Schriftelijke opdracht 1 — Welke diepte geeft het documentfragment op als vigerende vrijstellingsgrens voor bodemingrepen?

Documentfragment —
# # # # # # #

ADC ArcheoProjecten adviseert om bij bodemingrepen in het centrale en zuidelijk deel van het plangebied die dieper dan vigerende vrijstellingsgrens (50 cm -mv) reiken aanvullend archeologisch onderzoek te laten uitvoeren:

  • In de zone met een hoge verwachting voor vindplaatsen uit de periode Neolithicum – Bronstijd wordt een inventariserend veldonderzoek in de vorm van een karterend booronderzoek voorgesteld. Dit kan bestaan uit handmatige boringen met een 12 cm Edelman of indien dit fysiek of vanwege grondwater niet mogelijk is, uit mechanische boringen met een avegaar. Het doel van dit onderzoek is het onderzoeken van de aanwezigheid van archeologische resten De exacte invulling van de werkzaamheden dient voorafgaand aan het veldwerk te worden vastgelegd in een Plan van Aanpak (PvA).

# # # # # # #

Aangeleverd materiaal —
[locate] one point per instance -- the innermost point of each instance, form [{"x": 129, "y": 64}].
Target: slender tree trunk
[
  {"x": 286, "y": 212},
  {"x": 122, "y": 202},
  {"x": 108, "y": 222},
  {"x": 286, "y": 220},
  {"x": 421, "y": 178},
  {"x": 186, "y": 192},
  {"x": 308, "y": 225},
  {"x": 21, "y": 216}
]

# # # # # # #

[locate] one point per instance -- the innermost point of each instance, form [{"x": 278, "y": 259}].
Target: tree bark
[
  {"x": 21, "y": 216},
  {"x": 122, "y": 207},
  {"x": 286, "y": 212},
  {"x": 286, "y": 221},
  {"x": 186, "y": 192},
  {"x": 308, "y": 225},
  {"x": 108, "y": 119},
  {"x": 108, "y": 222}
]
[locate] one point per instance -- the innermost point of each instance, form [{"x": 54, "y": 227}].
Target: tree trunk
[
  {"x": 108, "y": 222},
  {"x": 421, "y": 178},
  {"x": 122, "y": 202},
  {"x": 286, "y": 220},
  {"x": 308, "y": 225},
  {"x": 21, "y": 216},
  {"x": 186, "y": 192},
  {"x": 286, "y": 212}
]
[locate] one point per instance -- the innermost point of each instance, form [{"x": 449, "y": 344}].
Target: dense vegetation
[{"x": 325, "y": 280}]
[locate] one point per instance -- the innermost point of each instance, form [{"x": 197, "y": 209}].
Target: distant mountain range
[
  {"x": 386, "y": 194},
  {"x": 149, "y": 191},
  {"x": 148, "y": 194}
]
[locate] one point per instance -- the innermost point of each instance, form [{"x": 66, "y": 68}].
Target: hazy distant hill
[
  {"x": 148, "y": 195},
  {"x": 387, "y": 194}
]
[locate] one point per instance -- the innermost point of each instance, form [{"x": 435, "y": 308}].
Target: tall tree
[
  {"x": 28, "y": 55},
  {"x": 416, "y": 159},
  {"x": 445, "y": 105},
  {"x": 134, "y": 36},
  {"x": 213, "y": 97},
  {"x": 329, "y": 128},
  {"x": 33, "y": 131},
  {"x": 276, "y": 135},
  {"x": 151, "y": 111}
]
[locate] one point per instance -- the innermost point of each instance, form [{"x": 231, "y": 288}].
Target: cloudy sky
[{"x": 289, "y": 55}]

# # # # # # #

Schriftelijke opdracht 2 — Tel de regels in de rijen die het woord "distant" bevatten en geef alleen het aantal.

Antwoord oefening 1 — 50 cm -mv.

Antwoord oefening 2 — 2